INFORMATION GIVEN:
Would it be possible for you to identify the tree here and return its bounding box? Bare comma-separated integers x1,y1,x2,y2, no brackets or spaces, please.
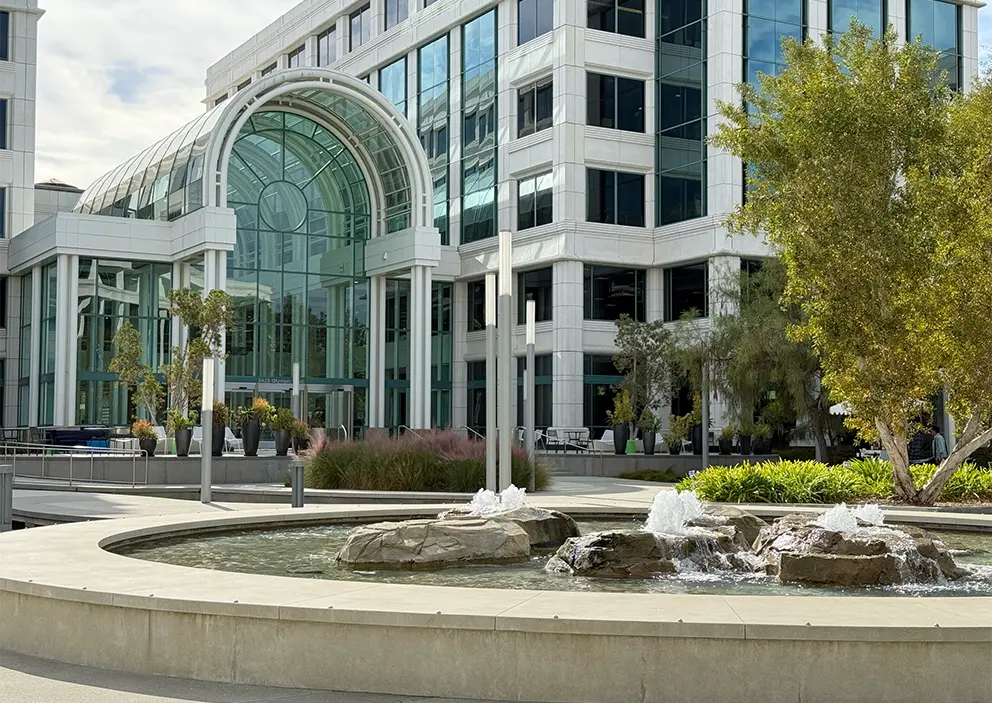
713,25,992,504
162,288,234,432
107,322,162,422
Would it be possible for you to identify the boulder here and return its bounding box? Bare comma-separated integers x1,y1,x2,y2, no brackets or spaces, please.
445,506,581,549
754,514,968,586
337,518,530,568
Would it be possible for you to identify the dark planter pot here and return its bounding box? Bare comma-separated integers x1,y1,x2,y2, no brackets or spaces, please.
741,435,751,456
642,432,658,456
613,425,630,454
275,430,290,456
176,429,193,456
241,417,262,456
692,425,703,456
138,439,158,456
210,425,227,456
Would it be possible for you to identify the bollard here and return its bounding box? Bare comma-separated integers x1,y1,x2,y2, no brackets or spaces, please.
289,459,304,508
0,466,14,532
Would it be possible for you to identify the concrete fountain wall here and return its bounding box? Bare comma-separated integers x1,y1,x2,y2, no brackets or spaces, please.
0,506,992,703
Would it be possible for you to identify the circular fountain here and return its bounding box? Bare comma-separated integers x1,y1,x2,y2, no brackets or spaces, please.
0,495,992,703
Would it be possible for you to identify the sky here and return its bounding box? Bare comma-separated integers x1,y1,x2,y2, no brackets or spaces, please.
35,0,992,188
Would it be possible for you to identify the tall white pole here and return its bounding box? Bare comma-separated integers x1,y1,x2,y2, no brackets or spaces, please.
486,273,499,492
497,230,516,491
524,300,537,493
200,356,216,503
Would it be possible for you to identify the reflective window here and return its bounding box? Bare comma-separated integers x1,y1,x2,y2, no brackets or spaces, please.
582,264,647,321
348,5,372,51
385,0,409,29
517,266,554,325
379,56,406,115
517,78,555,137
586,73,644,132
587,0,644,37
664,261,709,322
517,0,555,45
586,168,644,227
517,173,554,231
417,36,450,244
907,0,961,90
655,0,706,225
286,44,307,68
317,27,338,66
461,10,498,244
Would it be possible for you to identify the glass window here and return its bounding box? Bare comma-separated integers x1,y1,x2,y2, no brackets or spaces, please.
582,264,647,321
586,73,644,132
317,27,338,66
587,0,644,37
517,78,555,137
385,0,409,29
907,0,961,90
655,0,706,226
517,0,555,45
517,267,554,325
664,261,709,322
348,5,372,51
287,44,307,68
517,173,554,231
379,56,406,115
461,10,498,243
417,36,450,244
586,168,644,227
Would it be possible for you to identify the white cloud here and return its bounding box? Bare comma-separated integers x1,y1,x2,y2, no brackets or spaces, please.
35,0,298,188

REQUEST:
Show every line of the entries above that contains the word "concrete", matching case exactly.

TASK SOLUTION:
Would it be possible for you to identify the concrete fountain wall here and return its bounding box? Bare comma-separated integers x1,y1,x2,y2, no brackets or spaces, please.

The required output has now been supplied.